◆ **Task details**
Repeat the lines beginning at the one with "Indicate every instance of the man's" and running to the end of the material, keeping the first and last of them, exactly as they appear.
************
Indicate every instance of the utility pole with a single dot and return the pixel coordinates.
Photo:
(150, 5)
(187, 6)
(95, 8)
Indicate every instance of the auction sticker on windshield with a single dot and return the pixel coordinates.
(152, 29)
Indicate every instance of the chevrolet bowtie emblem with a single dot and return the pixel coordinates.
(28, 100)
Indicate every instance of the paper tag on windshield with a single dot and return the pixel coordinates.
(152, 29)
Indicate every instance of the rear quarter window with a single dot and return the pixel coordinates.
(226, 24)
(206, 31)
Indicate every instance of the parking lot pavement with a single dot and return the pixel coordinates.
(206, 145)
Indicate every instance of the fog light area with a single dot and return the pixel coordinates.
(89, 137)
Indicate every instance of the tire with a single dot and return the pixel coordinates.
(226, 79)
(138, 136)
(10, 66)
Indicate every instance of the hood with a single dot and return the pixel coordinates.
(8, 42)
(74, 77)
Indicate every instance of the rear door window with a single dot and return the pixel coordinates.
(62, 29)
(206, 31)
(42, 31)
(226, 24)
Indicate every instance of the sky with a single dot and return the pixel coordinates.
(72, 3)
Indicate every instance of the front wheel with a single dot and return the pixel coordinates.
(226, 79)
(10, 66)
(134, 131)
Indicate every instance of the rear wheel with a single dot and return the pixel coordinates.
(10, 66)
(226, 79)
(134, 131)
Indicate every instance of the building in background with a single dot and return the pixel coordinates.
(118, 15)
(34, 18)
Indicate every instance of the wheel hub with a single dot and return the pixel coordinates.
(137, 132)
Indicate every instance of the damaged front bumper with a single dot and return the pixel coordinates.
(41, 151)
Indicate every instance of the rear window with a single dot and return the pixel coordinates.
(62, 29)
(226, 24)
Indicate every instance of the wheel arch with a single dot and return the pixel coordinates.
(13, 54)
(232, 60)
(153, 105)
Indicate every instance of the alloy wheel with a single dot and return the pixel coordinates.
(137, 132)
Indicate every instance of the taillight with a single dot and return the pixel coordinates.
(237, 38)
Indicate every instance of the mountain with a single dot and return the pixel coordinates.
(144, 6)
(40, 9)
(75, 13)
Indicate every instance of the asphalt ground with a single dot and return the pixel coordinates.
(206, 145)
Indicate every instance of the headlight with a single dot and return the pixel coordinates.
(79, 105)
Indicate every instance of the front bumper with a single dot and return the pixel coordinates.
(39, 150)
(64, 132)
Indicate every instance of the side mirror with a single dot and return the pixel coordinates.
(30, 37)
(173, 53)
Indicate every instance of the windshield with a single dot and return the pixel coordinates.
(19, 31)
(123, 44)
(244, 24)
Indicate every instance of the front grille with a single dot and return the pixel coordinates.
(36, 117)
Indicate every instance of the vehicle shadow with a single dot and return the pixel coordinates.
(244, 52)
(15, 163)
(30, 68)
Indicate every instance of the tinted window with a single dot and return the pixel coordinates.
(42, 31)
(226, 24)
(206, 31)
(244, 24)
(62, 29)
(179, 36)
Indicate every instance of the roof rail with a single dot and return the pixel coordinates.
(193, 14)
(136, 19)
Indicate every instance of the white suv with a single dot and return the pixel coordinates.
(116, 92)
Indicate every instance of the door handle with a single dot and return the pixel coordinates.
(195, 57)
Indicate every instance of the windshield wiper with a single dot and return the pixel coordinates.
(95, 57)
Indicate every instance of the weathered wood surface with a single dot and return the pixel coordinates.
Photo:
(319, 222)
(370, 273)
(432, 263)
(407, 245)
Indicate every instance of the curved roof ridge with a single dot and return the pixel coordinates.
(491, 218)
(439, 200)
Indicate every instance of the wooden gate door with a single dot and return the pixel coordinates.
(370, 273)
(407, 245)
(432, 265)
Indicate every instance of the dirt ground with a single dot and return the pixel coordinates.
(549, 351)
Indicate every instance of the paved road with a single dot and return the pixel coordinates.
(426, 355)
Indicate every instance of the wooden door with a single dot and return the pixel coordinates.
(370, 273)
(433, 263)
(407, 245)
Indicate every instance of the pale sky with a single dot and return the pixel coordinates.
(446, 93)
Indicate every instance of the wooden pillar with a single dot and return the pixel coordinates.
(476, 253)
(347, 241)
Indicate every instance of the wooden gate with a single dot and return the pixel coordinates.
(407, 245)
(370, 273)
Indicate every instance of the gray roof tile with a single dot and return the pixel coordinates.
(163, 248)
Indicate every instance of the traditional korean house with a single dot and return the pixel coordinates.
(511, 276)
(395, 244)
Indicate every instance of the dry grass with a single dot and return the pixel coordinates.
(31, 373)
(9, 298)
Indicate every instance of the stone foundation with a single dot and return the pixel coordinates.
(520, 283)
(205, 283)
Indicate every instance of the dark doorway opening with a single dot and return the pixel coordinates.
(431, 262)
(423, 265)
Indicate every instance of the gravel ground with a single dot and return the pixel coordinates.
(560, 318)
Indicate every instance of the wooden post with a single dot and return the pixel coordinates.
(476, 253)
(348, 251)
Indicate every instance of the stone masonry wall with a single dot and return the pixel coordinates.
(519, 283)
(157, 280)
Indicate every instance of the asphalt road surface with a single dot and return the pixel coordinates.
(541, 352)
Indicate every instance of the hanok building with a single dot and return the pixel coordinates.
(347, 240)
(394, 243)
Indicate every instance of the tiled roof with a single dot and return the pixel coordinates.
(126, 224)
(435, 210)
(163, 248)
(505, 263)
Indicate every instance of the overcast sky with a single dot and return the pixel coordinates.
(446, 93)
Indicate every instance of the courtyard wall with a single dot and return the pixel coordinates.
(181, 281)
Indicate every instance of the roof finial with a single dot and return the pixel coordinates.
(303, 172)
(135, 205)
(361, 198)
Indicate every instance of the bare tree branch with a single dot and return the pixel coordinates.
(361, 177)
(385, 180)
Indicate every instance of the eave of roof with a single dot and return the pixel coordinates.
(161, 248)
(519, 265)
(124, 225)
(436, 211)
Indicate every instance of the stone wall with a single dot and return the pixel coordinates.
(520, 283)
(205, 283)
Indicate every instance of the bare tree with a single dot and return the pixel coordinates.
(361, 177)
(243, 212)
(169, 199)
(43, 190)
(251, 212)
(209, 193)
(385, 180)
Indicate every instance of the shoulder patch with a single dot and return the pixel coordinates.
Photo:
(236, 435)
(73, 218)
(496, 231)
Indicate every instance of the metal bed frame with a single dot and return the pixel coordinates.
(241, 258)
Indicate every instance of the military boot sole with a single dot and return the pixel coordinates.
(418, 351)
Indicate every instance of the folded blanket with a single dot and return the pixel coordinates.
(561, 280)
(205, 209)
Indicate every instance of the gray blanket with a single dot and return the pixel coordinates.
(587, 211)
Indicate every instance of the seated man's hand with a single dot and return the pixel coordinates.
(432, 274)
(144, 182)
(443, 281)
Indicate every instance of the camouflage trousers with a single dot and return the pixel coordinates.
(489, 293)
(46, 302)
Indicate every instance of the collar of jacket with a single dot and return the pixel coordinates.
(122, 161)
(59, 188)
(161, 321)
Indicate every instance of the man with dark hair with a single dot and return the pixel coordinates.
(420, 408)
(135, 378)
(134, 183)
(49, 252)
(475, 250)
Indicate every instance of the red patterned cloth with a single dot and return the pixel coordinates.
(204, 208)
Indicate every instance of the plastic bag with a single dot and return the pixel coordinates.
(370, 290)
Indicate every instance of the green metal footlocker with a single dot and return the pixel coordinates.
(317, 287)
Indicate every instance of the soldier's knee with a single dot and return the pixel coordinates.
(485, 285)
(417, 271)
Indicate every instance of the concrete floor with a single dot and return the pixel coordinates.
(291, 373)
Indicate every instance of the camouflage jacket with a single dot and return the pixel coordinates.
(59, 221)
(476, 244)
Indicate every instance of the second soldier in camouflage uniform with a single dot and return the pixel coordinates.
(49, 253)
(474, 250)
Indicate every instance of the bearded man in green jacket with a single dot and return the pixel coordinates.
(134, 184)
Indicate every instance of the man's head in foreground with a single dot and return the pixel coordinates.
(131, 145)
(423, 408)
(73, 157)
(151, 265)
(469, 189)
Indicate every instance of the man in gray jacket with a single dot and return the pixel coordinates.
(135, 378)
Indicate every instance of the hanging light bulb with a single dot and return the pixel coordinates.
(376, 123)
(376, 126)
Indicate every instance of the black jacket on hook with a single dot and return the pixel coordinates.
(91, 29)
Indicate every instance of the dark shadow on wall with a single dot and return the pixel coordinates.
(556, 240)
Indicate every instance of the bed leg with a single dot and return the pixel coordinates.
************
◆ **Task answer**
Indicate every instance of the man's head in foreground with a single dot and return the pixel coordinates.
(131, 145)
(423, 408)
(73, 157)
(151, 265)
(469, 189)
Indicate every instance of the man in gray jacket with a single dot and return the pixel coordinates.
(135, 378)
Indicate every instance of the hanging light bulb with a single dot and return the pixel coordinates.
(376, 123)
(376, 126)
Indicate every instance of the black jacket on hook with a single dot and return the pixel coordinates.
(91, 29)
Indicate every instance of the dark shadow on wall with a single dot and return the pixel coordinates.
(556, 240)
Indicate every instance of the bed leg with a single dot and return the pixel coordinates.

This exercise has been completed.